#### Records to process

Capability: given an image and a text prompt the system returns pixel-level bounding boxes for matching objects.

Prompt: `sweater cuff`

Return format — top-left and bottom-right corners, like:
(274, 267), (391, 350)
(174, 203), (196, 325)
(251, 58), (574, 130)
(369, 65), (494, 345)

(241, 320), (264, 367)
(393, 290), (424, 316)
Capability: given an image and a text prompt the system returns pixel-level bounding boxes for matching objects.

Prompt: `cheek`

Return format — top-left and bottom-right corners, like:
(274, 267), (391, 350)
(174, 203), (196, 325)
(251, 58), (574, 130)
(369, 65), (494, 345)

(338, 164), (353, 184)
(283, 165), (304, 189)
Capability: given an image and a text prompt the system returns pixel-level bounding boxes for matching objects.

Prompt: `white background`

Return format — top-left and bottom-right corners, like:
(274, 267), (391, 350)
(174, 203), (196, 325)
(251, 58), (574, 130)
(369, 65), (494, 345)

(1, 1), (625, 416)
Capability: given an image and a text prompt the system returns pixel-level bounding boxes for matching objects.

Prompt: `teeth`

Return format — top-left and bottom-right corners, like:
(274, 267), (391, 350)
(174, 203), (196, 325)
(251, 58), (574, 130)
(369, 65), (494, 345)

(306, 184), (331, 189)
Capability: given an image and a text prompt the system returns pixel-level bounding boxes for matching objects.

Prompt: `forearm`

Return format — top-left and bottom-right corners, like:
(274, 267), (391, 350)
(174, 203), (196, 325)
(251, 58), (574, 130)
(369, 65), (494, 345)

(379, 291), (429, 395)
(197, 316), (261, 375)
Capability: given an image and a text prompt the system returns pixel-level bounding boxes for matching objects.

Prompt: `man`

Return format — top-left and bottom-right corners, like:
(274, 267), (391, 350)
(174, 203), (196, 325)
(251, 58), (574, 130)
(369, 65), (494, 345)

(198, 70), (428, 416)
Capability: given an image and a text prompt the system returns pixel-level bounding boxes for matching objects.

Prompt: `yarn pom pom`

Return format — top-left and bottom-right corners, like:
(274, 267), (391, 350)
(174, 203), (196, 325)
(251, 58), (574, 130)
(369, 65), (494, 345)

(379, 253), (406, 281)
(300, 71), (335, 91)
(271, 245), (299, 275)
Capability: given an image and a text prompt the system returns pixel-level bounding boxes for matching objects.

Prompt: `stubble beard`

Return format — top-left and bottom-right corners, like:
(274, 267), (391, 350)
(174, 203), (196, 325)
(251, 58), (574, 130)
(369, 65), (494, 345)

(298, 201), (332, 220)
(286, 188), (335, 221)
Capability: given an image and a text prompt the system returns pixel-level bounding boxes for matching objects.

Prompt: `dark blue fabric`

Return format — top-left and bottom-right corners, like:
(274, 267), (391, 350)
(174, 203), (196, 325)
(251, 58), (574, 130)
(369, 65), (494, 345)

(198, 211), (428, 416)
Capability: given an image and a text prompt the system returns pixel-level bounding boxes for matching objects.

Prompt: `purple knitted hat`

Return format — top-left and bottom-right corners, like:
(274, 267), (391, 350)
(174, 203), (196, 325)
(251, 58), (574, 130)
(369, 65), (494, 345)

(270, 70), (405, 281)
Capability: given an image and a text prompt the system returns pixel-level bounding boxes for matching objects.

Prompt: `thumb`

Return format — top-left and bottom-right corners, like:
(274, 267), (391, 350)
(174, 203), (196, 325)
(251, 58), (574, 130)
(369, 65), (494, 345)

########

### [Problem]
Each line above is to be reproduced exactly.

### [Reply]
Capability: given an image and a text prompt the system returns pixel-level bounding boxes for matching objects.

Prompt: `sweater cuff`

Return format — top-left and bottom-right corners, like:
(274, 267), (391, 350)
(174, 203), (196, 325)
(251, 58), (574, 130)
(369, 65), (494, 345)

(241, 320), (264, 367)
(393, 290), (424, 316)
Capability: given an image and a text prompt the system returns pixel-level bounding boxes for matching objects.

Prompt: `cheek`

Return format — top-left and bottom-right corners, like:
(274, 267), (391, 350)
(174, 203), (196, 325)
(251, 58), (574, 130)
(369, 65), (494, 345)

(338, 164), (353, 184)
(283, 165), (304, 189)
Capability: given an image and a text prompt the system returns pixel-level bounding boxes for matching objects.

Prompt: `white background`

Return format — top-left and bottom-right corners, like:
(274, 267), (391, 350)
(174, 203), (196, 325)
(251, 58), (574, 130)
(369, 65), (494, 345)

(1, 1), (625, 416)
Capability: given an image and a text prompt the system returns pixel-level bounding boxes for matching objects.

Prompt: `teeth`

Return format — top-left and bottom-right corners, like:
(274, 267), (391, 350)
(174, 203), (196, 325)
(251, 58), (574, 130)
(369, 65), (494, 345)

(306, 184), (331, 189)
Capability: given an image and a text prompt the system returns pixel-level bounding boxes for matching objects.

Prompt: `forearm`

Return format — top-left and bottom-right corners, like:
(274, 267), (391, 350)
(174, 203), (196, 325)
(251, 58), (574, 130)
(369, 65), (494, 345)

(379, 291), (429, 395)
(197, 316), (261, 375)
Capability: given an image and a text prompt the system returns pixel-level bounding boxes for matching objects.

Prompt: `man`

Return format — top-left and bottom-right corners, like:
(274, 267), (391, 350)
(174, 203), (196, 325)
(251, 58), (574, 130)
(369, 65), (494, 345)

(198, 70), (428, 416)
Capability: given an image and a text prompt the system returns pixel-level bounding boxes for matching objects.

Prompt: `yarn pom pom`

Return format — top-left and bottom-right corners, like:
(274, 267), (391, 350)
(174, 203), (196, 325)
(251, 58), (574, 130)
(369, 65), (494, 345)

(379, 253), (406, 281)
(300, 71), (335, 91)
(271, 245), (299, 275)
Capability: given an image and a text prompt the system returns pixel-level bounding boxes for matching objects.

Prompt: `stubble beard`

Return format — top-left and bottom-right corners, like:
(274, 267), (391, 350)
(174, 203), (196, 325)
(251, 58), (574, 130)
(369, 65), (494, 345)

(298, 201), (332, 220)
(286, 188), (335, 221)
Capability: given an image and a text prompt the system returns pixel-level bounding boxes for matching objects.

Prompt: `dark blue fabric`

Return format — top-left and bottom-right corners, like:
(274, 267), (391, 350)
(174, 203), (196, 325)
(251, 58), (574, 130)
(369, 65), (494, 345)

(198, 211), (428, 416)
Capability: given an image and a text prompt the system returns pixel-level bounding boxes for matching objects.

Prompt: `purple knitted hat`

Return format — top-left and bottom-right corners, like:
(274, 267), (391, 350)
(174, 203), (196, 325)
(251, 58), (574, 130)
(369, 65), (494, 345)

(270, 70), (405, 281)
Capability: given an image and a text prompt the system returns pixel-level bounding boxes for matching objects.

Prompt: `thumb`

Return format — top-left and bottom-right corners, like:
(274, 267), (391, 350)
(174, 203), (196, 325)
(251, 58), (574, 130)
(369, 65), (494, 345)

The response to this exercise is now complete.